Instructions to follow |
Determine the number of lines in the entries below in which the word "booth" appears, and reply with that number only.

(Dataset entries)

********************

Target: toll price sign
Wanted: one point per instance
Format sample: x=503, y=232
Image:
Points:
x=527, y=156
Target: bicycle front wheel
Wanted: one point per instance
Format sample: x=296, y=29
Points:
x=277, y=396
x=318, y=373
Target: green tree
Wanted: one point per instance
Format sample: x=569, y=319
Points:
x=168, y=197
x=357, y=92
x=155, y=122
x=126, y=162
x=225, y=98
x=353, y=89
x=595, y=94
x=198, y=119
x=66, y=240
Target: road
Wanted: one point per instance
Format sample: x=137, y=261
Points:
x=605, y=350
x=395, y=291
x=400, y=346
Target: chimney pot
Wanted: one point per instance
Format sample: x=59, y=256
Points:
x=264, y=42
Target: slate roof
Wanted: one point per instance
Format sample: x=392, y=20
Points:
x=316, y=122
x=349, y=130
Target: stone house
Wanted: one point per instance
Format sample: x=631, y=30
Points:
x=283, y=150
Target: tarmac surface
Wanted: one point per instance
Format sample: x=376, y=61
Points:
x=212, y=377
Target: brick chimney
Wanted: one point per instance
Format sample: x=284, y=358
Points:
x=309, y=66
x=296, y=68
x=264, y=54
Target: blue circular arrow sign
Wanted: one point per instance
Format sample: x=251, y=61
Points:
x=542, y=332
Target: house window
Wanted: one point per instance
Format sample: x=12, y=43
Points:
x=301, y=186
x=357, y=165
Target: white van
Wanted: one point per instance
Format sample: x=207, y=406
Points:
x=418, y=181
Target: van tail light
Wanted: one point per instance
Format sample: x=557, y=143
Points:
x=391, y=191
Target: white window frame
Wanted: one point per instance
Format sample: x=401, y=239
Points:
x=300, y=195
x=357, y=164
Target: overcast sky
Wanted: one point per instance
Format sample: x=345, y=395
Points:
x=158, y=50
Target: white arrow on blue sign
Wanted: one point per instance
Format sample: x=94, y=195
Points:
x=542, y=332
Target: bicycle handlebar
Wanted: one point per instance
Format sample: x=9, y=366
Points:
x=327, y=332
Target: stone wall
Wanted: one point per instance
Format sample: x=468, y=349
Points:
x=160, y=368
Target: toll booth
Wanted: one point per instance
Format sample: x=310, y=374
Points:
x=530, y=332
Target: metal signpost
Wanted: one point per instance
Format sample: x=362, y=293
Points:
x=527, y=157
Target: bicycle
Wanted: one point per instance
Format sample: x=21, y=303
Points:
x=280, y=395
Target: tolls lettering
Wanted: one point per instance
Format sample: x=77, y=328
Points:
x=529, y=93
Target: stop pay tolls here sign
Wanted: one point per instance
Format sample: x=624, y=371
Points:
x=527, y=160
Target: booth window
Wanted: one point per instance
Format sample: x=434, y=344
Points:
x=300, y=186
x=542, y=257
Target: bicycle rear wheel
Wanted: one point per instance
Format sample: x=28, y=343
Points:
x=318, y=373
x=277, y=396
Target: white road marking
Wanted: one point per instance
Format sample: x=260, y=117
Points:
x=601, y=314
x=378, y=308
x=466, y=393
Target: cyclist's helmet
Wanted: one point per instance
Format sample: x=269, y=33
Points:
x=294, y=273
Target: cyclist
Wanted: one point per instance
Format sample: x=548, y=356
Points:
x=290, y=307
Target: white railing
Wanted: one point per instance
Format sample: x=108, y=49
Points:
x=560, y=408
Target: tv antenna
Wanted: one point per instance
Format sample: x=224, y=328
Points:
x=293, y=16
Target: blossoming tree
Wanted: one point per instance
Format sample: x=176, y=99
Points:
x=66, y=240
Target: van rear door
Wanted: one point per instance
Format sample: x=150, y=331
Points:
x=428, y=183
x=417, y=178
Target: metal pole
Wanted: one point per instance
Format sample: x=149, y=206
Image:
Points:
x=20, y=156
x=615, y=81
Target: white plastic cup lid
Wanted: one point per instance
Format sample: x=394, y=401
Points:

********************

Task output |
2